Omit the images, then print each record below exactly as it reads.
--------------------
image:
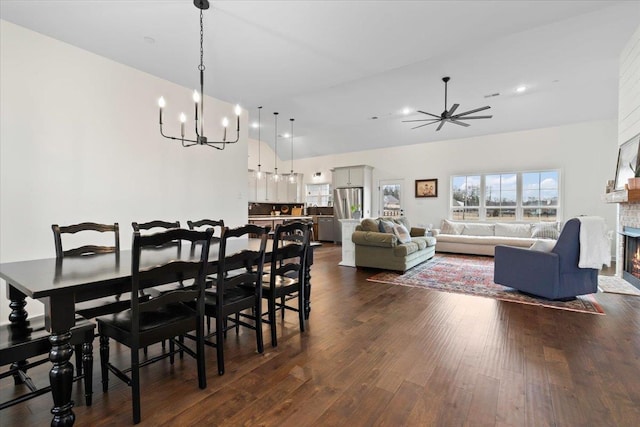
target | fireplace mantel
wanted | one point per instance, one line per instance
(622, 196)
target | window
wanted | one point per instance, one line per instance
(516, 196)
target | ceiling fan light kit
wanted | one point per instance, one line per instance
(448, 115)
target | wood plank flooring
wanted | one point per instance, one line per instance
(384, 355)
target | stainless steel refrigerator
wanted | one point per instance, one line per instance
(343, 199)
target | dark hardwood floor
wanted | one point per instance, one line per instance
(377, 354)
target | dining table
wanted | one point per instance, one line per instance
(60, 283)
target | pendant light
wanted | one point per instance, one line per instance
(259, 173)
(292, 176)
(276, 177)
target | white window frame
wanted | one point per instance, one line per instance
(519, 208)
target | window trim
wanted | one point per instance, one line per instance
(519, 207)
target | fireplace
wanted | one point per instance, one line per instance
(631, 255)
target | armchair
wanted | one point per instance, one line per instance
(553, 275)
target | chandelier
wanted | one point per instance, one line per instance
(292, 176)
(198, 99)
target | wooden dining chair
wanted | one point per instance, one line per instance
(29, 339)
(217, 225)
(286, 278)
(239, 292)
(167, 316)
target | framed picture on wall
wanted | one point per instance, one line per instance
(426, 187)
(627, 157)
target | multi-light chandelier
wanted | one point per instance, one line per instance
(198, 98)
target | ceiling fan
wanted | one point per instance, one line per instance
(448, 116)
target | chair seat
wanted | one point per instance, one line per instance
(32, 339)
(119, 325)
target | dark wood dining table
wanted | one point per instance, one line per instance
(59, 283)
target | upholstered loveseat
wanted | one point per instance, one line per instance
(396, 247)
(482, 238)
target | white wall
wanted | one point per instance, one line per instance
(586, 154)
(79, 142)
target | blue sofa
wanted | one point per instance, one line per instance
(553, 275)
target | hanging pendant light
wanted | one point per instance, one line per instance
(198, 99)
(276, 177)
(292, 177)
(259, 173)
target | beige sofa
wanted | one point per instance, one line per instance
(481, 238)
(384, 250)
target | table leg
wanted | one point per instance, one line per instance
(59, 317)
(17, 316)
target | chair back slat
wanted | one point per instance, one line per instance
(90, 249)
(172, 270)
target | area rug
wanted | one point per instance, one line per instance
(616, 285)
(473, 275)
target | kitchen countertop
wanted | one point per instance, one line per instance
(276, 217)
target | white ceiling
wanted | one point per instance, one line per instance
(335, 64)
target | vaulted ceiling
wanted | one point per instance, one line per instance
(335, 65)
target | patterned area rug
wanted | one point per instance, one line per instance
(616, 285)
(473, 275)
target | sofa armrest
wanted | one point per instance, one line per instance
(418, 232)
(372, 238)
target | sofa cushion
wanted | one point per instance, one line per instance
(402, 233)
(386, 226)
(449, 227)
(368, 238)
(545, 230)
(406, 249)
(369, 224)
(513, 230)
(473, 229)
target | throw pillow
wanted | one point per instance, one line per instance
--------------------
→ **Final result**
image:
target | fireplace mantel
wanted | one point per instance, one line per instance
(622, 196)
target | window
wanted | one point per instance, one line per instance
(516, 196)
target | ceiling fan light kit
wanted | one point per instance, one line per instance
(448, 115)
target | wood plank flooring
wanted | one point per instance, one line per instance
(384, 355)
target | stainless steel refrigerator
wanted | one point per instance, one line per instance
(343, 199)
target | dark hardwood floor
wanted | one point per instance, one line per instance
(377, 354)
target | dining table
wanted | one point per instance, one line per instance
(60, 283)
target | pendant light
wanted | one point per instance, one line per instance
(259, 173)
(292, 176)
(276, 177)
target | white window frame
wanted | one point per instance, one line per instance
(519, 208)
target | window trim
wanted | one point per instance, one line per instance
(519, 207)
target | fireplace
wanted | one point per instance, one line per instance
(631, 255)
target | armchair
wanted | one point per instance, one line per instance
(553, 275)
target | chandelier
wanted | one point per instance, one line per instance
(292, 176)
(198, 99)
target | wooden dining chair
wanted | one point per instance, one line per instance
(29, 339)
(217, 225)
(286, 278)
(239, 292)
(167, 316)
target | framed picture on wall
wanted | one point per instance, one line per instance
(426, 187)
(627, 157)
target | multi-light chandelier
wanted | one point per instance, one line per instance
(198, 98)
target | ceiling fan
wanted | one point per instance, one line per instance
(448, 116)
target | chair seat
wanted | one point per instance, one line per instance
(32, 339)
(119, 325)
target | dark wood dining table
wanted | one point per instance, one line per instance
(59, 283)
target | upholstered loveseat
wanted | one point per instance, one line per instance
(396, 247)
(482, 238)
target | white wall
wanted | one point per instance, one line per instance
(586, 154)
(79, 142)
target | blue sofa
wanted | one point per instance, one line per instance
(553, 275)
target | hanging pendant light
wanted | one point per instance, one line per instance
(198, 99)
(276, 177)
(292, 177)
(259, 173)
target | beige sofa
wanted | one point per instance, one line per instance
(481, 238)
(384, 250)
target | table leg
wanted | one point per instance, one line per instance
(59, 317)
(17, 316)
target | chair back slat
wanted | one point per instance, one line per instance
(90, 249)
(172, 270)
target | area rug
wanted | one point per instance, one line per instance
(616, 285)
(473, 275)
target | kitchen countertop
wanted | one point per instance, one line per instance
(276, 217)
target | white ceiling
wanted | one point per instance, one line per instance
(335, 64)
target | vaulted ceiling
wanted | one point per instance, one line per instance
(335, 65)
target | patterned area rug
wanted | one point per instance, one line per instance
(616, 285)
(473, 275)
target | sofa armrest
wanted | one point per instance, one line per instance
(418, 232)
(372, 238)
target | sofa cushion
wanted | one point per instance, one line per instance
(402, 233)
(386, 226)
(449, 227)
(368, 238)
(545, 230)
(406, 249)
(369, 224)
(513, 230)
(473, 229)
target | throw pillow
wanted | one point per instance, one line per instance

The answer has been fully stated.